[Your tasks]
(1) Using the post on Mark Udall's detainee amendment, explain in one to three sentences why the author says the amendment at first seems like a fair compromise.
(2) Proceed with the post on Mark Udall's detainee amendment from the point where it stops.

November 28, 2011 / by emptywheel

 

Mark Udall’s Unsatisfactory Solution to the Detainee Provisions

As I have repeatedly described, I have very mixed feelings about the debate over Detainee Provisions set to pass the Senate tonight or tomorrow. I view it as a fight between advocates of martial law and advocates of relatively unchecked Presidential power. And as I’ve pointed out, the SASC compromise language actually limits Presidential power as it has been interpreted in a series of secret OLC opinions.

Which is why I’m no happier with Mark Udall’s amendment than I am with any of the other options here.

On its face, Udall’s amendment looks like a reset: A request that the Executive Branch describe precisely how it sees the military should be used in detention.

SEC. 1031. REVIEW OF AUTHORITY OF THE ARMED FORCES OF THE UNITED STATES TO DETAIN COVERED PERSONS PURSUANT TO THE AUTHORIZATION FOR USE OF MILITARY FORCE.

(a) In General.–Not later than 90 days after the date of the enactment of this Act, the Secretary of Defense shall, in consultation with appropriate officials in the Executive Office of the President, the Director of National Intelligence, the Secretary of State, the Secretary of Homeland Security, and the Attorney General, submit to the appropriate committees of Congress a report setting forth the following:

(1) A statement of the position of the Executive Branch on the appropriate role for the Armed Forces of the United States in the detention and prosecution of covered persons (as defined in subsection (b)).

(2) A statement and assessment of the legal authority asserted by the Executive Branch for such detention and prosecution.

(3) A statement of any existing deficiencies or anticipated deficiencies in the legal authority for such detention and prosecution.

On one hand, this seems like a fair compromise. The Republicans want something in writing, Carl Levin claims SASC met just about every demand the Administration made in its attempt to codify the authority, but in response the President still issued a veto threat. So why not ask the President to provide language codifying the authority himself?

And after the President submits such language, then all three committees with equities on this issue–not just SASC, but also SJC and SSCI–can propose legislation to codify those authorities (note, Udall is a member of SASC and SSCI, but not SJC).

[Listed records]
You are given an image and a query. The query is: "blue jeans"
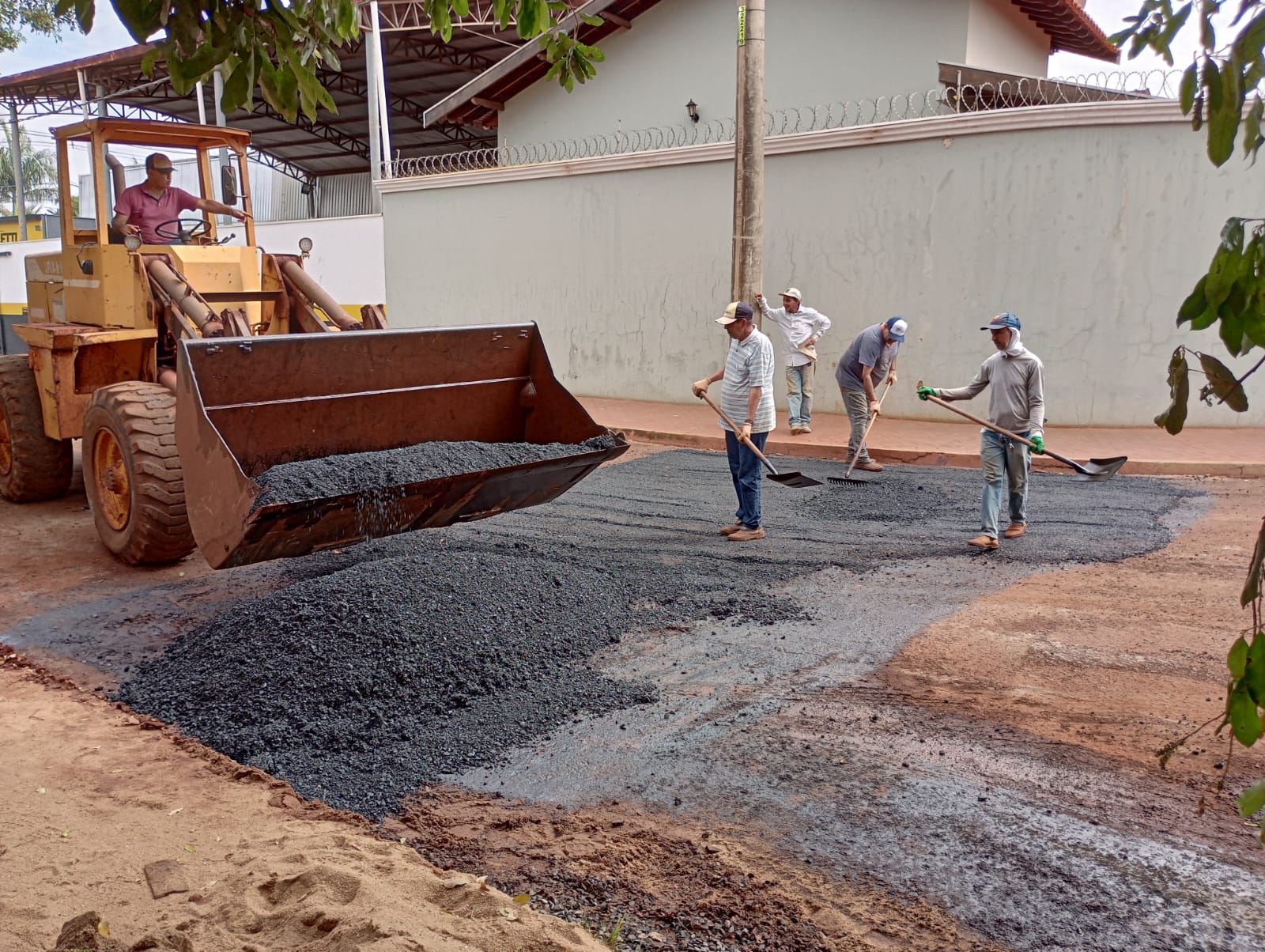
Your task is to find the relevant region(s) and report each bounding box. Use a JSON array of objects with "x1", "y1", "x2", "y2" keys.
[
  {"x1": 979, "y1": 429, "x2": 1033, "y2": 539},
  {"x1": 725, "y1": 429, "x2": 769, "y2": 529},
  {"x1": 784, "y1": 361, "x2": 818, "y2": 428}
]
* * *
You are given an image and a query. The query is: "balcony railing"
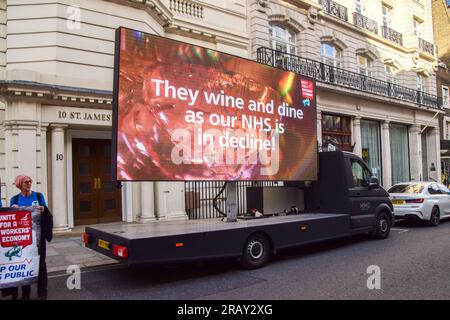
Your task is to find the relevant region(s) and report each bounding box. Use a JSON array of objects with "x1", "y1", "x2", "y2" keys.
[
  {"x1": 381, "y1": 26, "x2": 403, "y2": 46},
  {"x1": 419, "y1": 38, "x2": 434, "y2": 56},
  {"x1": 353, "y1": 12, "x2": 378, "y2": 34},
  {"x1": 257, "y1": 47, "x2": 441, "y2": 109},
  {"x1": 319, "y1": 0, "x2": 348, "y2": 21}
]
==
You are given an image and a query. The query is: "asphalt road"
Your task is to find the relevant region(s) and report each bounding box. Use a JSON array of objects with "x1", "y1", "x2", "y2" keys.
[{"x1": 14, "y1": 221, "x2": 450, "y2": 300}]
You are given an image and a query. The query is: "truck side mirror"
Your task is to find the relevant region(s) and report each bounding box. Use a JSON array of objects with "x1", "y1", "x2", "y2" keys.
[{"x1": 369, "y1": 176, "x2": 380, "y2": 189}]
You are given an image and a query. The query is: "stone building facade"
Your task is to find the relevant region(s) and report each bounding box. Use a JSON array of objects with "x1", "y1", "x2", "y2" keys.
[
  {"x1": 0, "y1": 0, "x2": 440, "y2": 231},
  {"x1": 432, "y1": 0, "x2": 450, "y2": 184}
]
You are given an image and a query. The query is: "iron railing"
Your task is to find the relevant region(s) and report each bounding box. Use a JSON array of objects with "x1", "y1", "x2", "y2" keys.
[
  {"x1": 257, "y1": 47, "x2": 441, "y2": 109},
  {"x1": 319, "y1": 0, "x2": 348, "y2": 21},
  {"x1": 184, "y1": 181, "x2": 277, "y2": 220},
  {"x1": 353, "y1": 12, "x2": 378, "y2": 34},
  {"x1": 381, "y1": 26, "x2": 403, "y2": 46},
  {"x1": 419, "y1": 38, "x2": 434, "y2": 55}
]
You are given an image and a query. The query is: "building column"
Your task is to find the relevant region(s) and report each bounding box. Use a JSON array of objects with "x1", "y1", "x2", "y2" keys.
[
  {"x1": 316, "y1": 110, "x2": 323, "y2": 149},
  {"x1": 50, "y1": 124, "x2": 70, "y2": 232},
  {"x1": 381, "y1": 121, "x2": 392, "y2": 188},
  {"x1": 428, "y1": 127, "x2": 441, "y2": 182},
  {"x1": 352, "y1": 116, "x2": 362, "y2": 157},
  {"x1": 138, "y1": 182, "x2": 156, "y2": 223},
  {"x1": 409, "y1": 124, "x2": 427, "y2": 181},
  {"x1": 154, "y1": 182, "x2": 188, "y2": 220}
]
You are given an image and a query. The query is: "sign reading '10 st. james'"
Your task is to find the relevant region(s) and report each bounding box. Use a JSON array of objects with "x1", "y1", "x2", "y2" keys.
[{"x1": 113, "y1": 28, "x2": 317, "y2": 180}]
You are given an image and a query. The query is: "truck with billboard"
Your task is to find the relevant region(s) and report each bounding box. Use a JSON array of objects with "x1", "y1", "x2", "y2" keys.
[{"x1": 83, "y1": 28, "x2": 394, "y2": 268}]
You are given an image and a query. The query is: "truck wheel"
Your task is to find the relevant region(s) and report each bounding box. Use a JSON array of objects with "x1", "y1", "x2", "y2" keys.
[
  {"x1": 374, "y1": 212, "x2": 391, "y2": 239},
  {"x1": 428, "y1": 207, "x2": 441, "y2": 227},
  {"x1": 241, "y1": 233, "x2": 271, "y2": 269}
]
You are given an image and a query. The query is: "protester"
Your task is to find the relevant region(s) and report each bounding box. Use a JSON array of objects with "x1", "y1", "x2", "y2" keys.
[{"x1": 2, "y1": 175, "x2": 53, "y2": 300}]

[Responses to the exercise]
(1) Republicans want the authority put in writing, and Carl Levin says SASC met nearly every demand the Administration made in trying to codify it, yet the President still issued a veto threat. Asking the President to provide the codifying language himself therefore seems reasonable.

(2)
(c) Congressional Action.–Each of the appropriate committees of Congress may, not later than 45 days after receipt of the report required by subsection (a), hold a hearing on the report, and shall, within 45 days of such hearings, report to Congress legislation, if such committee determines legislation is appropriate and advisable, modifying or expanding the authority of the Executive Branch to carry out detention and prosecution of covered persons.

(d) Appropriate Committees of Congress Defined.–In this section, the term “appropriate committees of Congress” means–

(1) the Committee on Armed Services, the Committee on the Judiciary, and the Select Committee on Intelligence of the Senate; and

(2) the Committee on Armed Services, the Committee on the Judiciary, and the Permanent Select Committee on Intelligence of the House of Representatives.

So far so good–in the face of bad legislation, a legislative punt, one that requires the President to reveal to everyone how he uses and wants to use his Commander in Chief power.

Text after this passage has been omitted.